* **What the task asks**:
Exact reproduction is required for all entries.

Begin Material supplied

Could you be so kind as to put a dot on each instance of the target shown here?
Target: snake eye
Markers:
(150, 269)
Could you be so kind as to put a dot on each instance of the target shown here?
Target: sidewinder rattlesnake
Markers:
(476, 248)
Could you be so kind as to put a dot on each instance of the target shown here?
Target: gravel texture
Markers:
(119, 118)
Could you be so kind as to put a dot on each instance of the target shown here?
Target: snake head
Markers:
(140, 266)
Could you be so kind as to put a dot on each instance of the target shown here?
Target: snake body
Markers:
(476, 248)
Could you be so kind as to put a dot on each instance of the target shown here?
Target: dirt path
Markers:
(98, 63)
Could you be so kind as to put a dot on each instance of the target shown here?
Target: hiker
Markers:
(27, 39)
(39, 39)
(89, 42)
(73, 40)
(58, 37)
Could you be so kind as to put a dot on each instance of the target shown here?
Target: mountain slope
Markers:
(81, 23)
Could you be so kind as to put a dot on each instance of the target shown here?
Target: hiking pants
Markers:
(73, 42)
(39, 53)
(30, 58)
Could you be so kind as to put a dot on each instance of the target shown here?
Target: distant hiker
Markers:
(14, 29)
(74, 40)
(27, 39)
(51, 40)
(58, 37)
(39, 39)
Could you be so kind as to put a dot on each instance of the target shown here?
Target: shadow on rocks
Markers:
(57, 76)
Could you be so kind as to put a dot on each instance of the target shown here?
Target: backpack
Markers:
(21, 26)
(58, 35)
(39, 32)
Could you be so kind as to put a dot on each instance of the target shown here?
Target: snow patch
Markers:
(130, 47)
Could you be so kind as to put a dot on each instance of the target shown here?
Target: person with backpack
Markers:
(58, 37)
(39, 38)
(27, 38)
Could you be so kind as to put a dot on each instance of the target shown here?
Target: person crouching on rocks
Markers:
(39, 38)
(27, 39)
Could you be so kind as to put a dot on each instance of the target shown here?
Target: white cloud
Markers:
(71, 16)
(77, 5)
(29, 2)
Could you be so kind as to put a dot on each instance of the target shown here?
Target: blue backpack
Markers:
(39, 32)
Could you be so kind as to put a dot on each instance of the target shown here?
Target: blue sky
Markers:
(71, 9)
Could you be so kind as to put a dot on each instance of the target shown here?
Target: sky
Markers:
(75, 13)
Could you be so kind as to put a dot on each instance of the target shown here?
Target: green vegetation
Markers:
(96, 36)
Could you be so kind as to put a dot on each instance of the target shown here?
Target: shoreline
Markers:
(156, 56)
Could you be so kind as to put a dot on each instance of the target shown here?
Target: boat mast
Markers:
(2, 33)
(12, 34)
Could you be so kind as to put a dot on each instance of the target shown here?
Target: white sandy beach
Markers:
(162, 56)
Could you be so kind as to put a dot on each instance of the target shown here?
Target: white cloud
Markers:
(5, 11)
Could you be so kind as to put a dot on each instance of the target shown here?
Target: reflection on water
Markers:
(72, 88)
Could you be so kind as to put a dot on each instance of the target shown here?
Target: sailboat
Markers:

End Material supplied

* **Task output**:
Could you be so kind as to put a dot on each instance of the target shown here?
Target: snake eye
Markers:
(150, 269)
Could you be so kind as to put a dot on each instance of the target shown here?
Target: sidewinder rattlesnake
Markers:
(476, 248)
Could you be so kind as to put a dot on each instance of the target shown here?
Target: gravel texture
Markers:
(119, 118)
Could you be so kind as to put a dot on each instance of the target shown here?
Target: snake head
Markers:
(140, 266)
Could you be so kind as to put a dot on each instance of the target shown here?
Target: snake body
Markers:
(476, 248)
Could you be so kind as to put a dot on each instance of the target shown here?
Target: dirt path
Markers:
(98, 63)
Could you be so kind as to put a dot on each instance of the target shown here?
Target: hiker
Markers:
(27, 39)
(39, 39)
(89, 42)
(73, 40)
(58, 37)
Could you be so kind as to put a dot on each instance of the target shown here?
Target: mountain slope
Markers:
(81, 23)
Could you be so kind as to put a dot on each instance of the target shown here?
Target: hiking pants
Markers:
(73, 42)
(39, 53)
(30, 58)
Could you be so kind as to put a dot on each instance of the target shown here?
Target: distant hiker
Markers:
(14, 29)
(74, 40)
(27, 39)
(51, 40)
(58, 37)
(39, 39)
Could you be so kind as to put a dot on each instance of the target shown here?
Target: shadow on rocks
Markers:
(57, 76)
Could you be so kind as to put a dot on each instance of the target shown here?
Target: backpack
Markers:
(21, 26)
(58, 35)
(39, 32)
Could you be so kind as to put a dot on each instance of the target shown here?
Target: snow patch
Markers:
(130, 47)
Could you be so kind as to put a dot on each instance of the target shown here?
Target: person with backpack
Markers:
(58, 37)
(39, 38)
(27, 38)
Could you be so kind as to put a dot on each instance of the target shown here?
Target: person crouching on rocks
Markers:
(39, 38)
(27, 39)
Could you be so kind as to put a dot on each instance of the target shown here?
Target: white cloud
Markers:
(71, 16)
(77, 5)
(29, 2)
Could you be so kind as to put a dot on each instance of the target shown here?
Target: blue backpack
Markers:
(39, 32)
Could you be so kind as to put a dot on each instance of the target shown here?
Target: blue sky
Markers:
(71, 9)
Could you be so kind as to put a dot on each instance of the target shown here?
Target: sky
Markers:
(75, 13)
Could you be so kind as to put a dot on each instance of the target shown here?
Target: green vegetation
Markers:
(96, 36)
Could you be so kind as to put a dot on each instance of the target shown here?
Target: shoreline
Markers:
(156, 56)
Could you be so kind as to put a dot on each instance of the target shown here?
Target: boat mast
Markers:
(2, 33)
(12, 34)
Could you be so kind as to put a dot on each instance of the target shown here?
Target: white sandy beach
Markers:
(162, 56)
Could you be so kind as to put a dot on each instance of the target shown here?
Target: white cloud
Markers:
(5, 11)
Could you be so kind as to put a dot on each instance of the target shown here?
Target: reflection on water
Markers:
(72, 88)
Could you be so kind as to put a dot on each instance of the target shown here?
Target: sailboat
Markers:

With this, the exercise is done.